> Required task
Rewrite the thread about the pacing dog starting at "Are you sure" and ending at "all's in order.", putting "early signals" where "warning signs" stands.

# start of Passage shown

# Pacing and sniffing like it's going out of style!



## rffanat1c (Nov 6, 2006)

Does anyone else's GSD just pace back and forth in the house with their nose to the ground? Mine has been doing it for the last 30 minutes without stopping....living room to back of house over and over again! What's the deal with this? He doesn't seem to be looking for anything particular, just having a grand ol' time.


----------



## DianaM (Jan 5, 2006)

Are you sure he's not looking for anything in particular? Could be a sign of impending leg-lift or poop-deposit. In fact, sniffing the ground is one of the warning signs. But if he's housebroken, who knows, maybe he's bored. Or you could have dropped some food around the house. Either way, I'd inspect just to make sure all's in order.

Mine will occasionally cruise and sniff, no doubt making sure there aren't any dust particles out of order or ground-food to be had.


----------



## JeanKBBMMMAAN (May 11, 2005)

Any chance of bloat? (see the sticky in health section)


----------



## Mom2Sam (Jun 9, 2008)

Samantha does this, she definitely likes to smell things and I know she doesn't have to go potty because she has already gone. She doesn't do it all the time, I think she is more sniffing for food that was dropped or she smells our cats. She is also a Momma's girl and she won't settle until I am settled. If she is in the house and I am moving all over the place doing laundry, cleaning, dinner, etc. She is following me and pacing until I actually sit down and relax, then she sits down and relaxes. It is funny and sometimes I have to just tell her to stay because I am going to be right back lol. She is definitely my shadow and hubbies if I am not around. Love her to death, this breed is absolutely amazing and so smart. She amazes me everyday with her intelligence. Sorry kind of went off subject there lol.


----------



## rffanat1c (Nov 6, 2006)

No doesn't have to potty because he just came in from outside, not bloat either, already had a scare with that and was totally different behavior. He does this daily and several times a day, we have three cats and he's only 1 year old. He definitely loves food and searches for it, but I think its a weird game he has made up....something new everyday with these dogs.


----------



## onyx'girl (May 18, 2007)

# end of Passage shown
# start of Records supplied

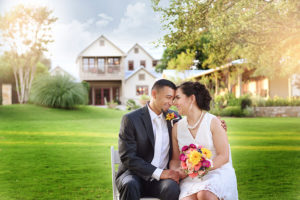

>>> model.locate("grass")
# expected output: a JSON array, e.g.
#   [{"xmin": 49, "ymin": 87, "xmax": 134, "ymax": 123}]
[{"xmin": 0, "ymin": 105, "xmax": 300, "ymax": 200}]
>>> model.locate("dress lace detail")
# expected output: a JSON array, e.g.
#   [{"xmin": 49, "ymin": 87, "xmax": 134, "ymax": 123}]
[{"xmin": 177, "ymin": 113, "xmax": 238, "ymax": 200}]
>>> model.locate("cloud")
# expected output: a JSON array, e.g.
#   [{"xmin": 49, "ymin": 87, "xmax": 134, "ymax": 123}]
[
  {"xmin": 48, "ymin": 19, "xmax": 98, "ymax": 78},
  {"xmin": 96, "ymin": 13, "xmax": 114, "ymax": 27},
  {"xmin": 110, "ymin": 2, "xmax": 163, "ymax": 58}
]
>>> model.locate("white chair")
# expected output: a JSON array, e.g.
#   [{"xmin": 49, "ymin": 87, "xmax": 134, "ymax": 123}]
[{"xmin": 110, "ymin": 146, "xmax": 159, "ymax": 200}]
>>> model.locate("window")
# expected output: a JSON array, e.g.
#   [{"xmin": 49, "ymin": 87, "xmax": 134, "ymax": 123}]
[
  {"xmin": 139, "ymin": 74, "xmax": 145, "ymax": 81},
  {"xmin": 152, "ymin": 60, "xmax": 157, "ymax": 67},
  {"xmin": 134, "ymin": 47, "xmax": 139, "ymax": 53},
  {"xmin": 140, "ymin": 60, "xmax": 146, "ymax": 68},
  {"xmin": 83, "ymin": 58, "xmax": 95, "ymax": 72},
  {"xmin": 89, "ymin": 58, "xmax": 95, "ymax": 71},
  {"xmin": 136, "ymin": 85, "xmax": 148, "ymax": 96},
  {"xmin": 107, "ymin": 58, "xmax": 120, "ymax": 65},
  {"xmin": 100, "ymin": 40, "xmax": 104, "ymax": 46},
  {"xmin": 128, "ymin": 60, "xmax": 134, "ymax": 71},
  {"xmin": 82, "ymin": 58, "xmax": 89, "ymax": 72},
  {"xmin": 98, "ymin": 58, "xmax": 105, "ymax": 73}
]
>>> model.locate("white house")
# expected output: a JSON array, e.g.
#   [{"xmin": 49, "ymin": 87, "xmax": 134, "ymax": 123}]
[
  {"xmin": 76, "ymin": 35, "xmax": 160, "ymax": 105},
  {"xmin": 124, "ymin": 67, "xmax": 160, "ymax": 102},
  {"xmin": 125, "ymin": 44, "xmax": 158, "ymax": 71}
]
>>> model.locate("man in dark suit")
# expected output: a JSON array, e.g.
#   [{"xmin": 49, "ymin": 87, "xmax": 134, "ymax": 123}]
[{"xmin": 116, "ymin": 79, "xmax": 180, "ymax": 200}]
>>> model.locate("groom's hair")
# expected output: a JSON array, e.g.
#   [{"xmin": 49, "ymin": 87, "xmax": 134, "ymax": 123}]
[{"xmin": 151, "ymin": 79, "xmax": 177, "ymax": 91}]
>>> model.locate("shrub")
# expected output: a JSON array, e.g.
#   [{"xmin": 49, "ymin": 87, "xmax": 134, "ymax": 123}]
[
  {"xmin": 107, "ymin": 101, "xmax": 118, "ymax": 109},
  {"xmin": 243, "ymin": 107, "xmax": 254, "ymax": 117},
  {"xmin": 126, "ymin": 99, "xmax": 140, "ymax": 110},
  {"xmin": 220, "ymin": 106, "xmax": 244, "ymax": 117},
  {"xmin": 241, "ymin": 95, "xmax": 252, "ymax": 110},
  {"xmin": 30, "ymin": 75, "xmax": 88, "ymax": 109}
]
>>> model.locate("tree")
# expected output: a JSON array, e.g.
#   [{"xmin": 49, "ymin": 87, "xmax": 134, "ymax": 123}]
[
  {"xmin": 0, "ymin": 5, "xmax": 57, "ymax": 103},
  {"xmin": 152, "ymin": 0, "xmax": 300, "ymax": 76}
]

# end of Records supplied

> The answer
Are you sure he's not looking for anything in particular? Could be a sign of impending leg-lift or poop-deposit. In fact, sniffing the ground is one of the early signals. But if he's housebroken, who knows, maybe he's bored. Or you could have dropped some food around the house. Either way, I'd inspect just to make sure all's in order.